Предложенный текст:

┏━━

Григорий Кипнис-Григорьев. МАЛЬЧИК С МОЕЙ УЛИЦЫ

  

        Вот он на фотографии: высокий, красивый, с раскрытой книгой в руках - читает стихи. На обороте снимка надпись: "Другу Гр. Кипнису от оригинала (не в жизни, а на фото!) на память". И ниже: "Семён Гудзенко. 12.1.49 г." И тем же числом ("Какой щедрый и прекрасный день!" - думаю я сегодня) датирован автограф на титульном листе тоненькой книжки стихов в коричневой обложке: "Дорогому Кипняку Гришке на память от мальчика с его улицы. Носи на здоровье! Семен Гудзенко. 12.1.49 г."
        Автор книги "Закарпатские стихи", изданной в Москве "Советским писателем" в 1948 году, был к тому времени уже не просто признанным поэтом, а лидером целого фронтового поколения нашей поэзии. "Мальчик с моей улицы" жил в соседнем большом доме № 3 в 8-й квартире на третьем этаже, двумя этажами ниже моего друга и однокашника Адика, того самого, который широко известен, как спортивный обозреватель Аркадий Галинский. При всей своей недетской серьёзности и ранней целеустремленности Сарик (так по-домашнему и по-уличному звали Гудзенко) был мальчишкой веселым и остроумным, пользовался всеобщим уважением - и у нас, его погодков, и у наших родителей, которые всегда ставили его нам в пример, и даже у самых отъявленных босяков нашей славной улицы. А слава у Тарасовской действительно была громкая, хотя и разная, я бы даже сказал, разнообразная.

┗━━

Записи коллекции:
┏━━

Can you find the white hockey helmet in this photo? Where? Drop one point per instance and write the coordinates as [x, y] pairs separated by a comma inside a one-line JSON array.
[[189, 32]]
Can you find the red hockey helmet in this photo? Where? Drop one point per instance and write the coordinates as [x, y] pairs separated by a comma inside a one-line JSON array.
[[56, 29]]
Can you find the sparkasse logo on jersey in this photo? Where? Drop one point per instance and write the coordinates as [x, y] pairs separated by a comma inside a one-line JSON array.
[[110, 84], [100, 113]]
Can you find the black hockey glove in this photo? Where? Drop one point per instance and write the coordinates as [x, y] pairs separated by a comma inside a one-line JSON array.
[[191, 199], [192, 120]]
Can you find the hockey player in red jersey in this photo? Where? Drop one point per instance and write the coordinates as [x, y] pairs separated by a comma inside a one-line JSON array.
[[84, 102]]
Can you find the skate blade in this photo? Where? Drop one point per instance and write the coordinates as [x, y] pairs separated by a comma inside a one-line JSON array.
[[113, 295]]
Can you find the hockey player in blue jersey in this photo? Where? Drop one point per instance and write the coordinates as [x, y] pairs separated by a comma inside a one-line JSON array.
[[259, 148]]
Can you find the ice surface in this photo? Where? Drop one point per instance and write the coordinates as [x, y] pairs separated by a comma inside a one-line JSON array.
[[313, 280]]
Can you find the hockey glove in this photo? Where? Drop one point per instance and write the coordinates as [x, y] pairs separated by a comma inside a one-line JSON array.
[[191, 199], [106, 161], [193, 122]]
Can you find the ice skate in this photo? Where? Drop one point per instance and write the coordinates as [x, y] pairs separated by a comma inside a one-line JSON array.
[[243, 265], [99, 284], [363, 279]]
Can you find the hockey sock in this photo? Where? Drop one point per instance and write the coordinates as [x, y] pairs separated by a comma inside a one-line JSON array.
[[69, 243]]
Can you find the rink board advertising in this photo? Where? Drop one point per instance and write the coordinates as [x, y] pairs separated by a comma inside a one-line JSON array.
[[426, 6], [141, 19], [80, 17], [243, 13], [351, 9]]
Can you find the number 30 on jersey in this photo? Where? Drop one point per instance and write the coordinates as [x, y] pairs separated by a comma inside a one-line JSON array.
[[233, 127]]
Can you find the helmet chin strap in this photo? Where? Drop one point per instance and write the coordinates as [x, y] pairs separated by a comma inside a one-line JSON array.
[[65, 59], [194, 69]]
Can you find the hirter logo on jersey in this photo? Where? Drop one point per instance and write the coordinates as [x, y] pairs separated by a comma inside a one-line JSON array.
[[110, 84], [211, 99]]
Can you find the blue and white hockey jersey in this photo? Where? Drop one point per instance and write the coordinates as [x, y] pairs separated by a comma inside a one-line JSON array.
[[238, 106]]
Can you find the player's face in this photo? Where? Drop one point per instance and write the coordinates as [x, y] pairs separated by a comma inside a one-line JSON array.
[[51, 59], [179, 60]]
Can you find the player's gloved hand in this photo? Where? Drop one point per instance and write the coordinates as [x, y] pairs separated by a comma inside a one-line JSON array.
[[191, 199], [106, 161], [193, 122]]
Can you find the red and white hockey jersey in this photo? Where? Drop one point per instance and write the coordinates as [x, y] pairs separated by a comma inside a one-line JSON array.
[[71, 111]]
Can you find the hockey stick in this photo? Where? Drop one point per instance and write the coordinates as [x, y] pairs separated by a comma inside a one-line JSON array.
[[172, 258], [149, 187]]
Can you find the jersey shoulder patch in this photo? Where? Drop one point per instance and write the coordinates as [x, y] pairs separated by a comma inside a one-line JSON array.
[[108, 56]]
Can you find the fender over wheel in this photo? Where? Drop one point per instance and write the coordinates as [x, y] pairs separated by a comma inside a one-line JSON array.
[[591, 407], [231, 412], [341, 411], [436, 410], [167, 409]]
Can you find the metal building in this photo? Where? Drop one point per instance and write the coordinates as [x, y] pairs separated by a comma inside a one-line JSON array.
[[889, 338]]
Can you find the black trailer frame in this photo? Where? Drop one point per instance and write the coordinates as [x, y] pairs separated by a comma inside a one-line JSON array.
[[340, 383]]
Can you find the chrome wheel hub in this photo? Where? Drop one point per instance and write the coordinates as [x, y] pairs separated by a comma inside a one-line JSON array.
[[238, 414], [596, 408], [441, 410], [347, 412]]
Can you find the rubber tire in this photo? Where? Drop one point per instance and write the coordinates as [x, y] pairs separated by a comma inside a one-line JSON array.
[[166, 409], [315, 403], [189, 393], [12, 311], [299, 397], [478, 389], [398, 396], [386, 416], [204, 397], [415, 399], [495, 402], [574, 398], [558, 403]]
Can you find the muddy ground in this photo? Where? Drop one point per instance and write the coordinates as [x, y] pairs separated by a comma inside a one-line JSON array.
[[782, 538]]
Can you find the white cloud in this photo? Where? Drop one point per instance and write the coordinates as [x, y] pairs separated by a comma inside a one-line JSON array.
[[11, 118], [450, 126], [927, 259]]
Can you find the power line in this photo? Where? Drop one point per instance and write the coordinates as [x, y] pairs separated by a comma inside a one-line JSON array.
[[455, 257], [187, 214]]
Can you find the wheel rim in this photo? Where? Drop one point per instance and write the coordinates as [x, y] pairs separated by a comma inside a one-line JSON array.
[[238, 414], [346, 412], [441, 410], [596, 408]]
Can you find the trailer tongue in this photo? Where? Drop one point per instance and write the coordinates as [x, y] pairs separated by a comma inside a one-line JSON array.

┗━━

Условие задачи A: Как Гудзенко звали по-домашнему и на улице, согласно воспоминаниям о нём?
Условие задачи B: Продолжите воспоминания о Семёне Гудзенко после последнего приведённого предложения.
Перечень представляет собой отдельный материал и к воспоминаниям о Семёне Гудзенко не относится.

Ответ к заданию A: Его звали Сариком.

Ответ к заданию B:
        С одной стороны её называли босяцкой улицей, а то и бандитской, и это на самом деле было так, хотя в самом начале Тарасовской, где до сих пор располагается районная пожарная часть (когда-то с каланчой), находился тогда ещё и милицейский участок. Однако милиция милицией, она в доме №4, а чуть пониже, во дворе №10 огромный сад назывался коротко и ясно – "босота". Само название манило нас, пацанов, своей загадочностью и жуткостью. Ходить туда нам категорически запрещалось, но мы, преодолевая страх, лазали в это запретное место, находя там порой совершенно удивительные вещи - от распотрошённых заморских чемоданов до каких-то непонятных нам пикантных предметов дамского туалета. Странная жизнь кипела там по ночам, хозяйничали хулиганы и настоящие бандиты, но постоянные обитатели "босоты" тоже подчеркнуто хорошо относились к Сарику, может быть, потому, что он легко и весело рифмовал весь нецензурный набор уличных словечек, импровизировал на ходу, любую реплику или какое-то "солёное" выражение тут же, как говорится, на глазах у изумленной публики превращая если не в озорную частушку, то просто в неожиданное четверостишие. Такой талант наша улица не могла не ценить.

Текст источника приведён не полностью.